Copy out every one of the records below word for word.

### DATASET EXTRACT
>> BEGIN
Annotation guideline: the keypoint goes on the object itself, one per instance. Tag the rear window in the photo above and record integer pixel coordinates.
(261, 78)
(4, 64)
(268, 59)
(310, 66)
>> END
### RESPONSE TO THIS EXERCISE
Annotation guideline: the keypoint goes on the object itself, one per instance. Tag the rear window in the photo above and record integer pixel coordinates.
(261, 78)
(4, 64)
(268, 59)
(310, 66)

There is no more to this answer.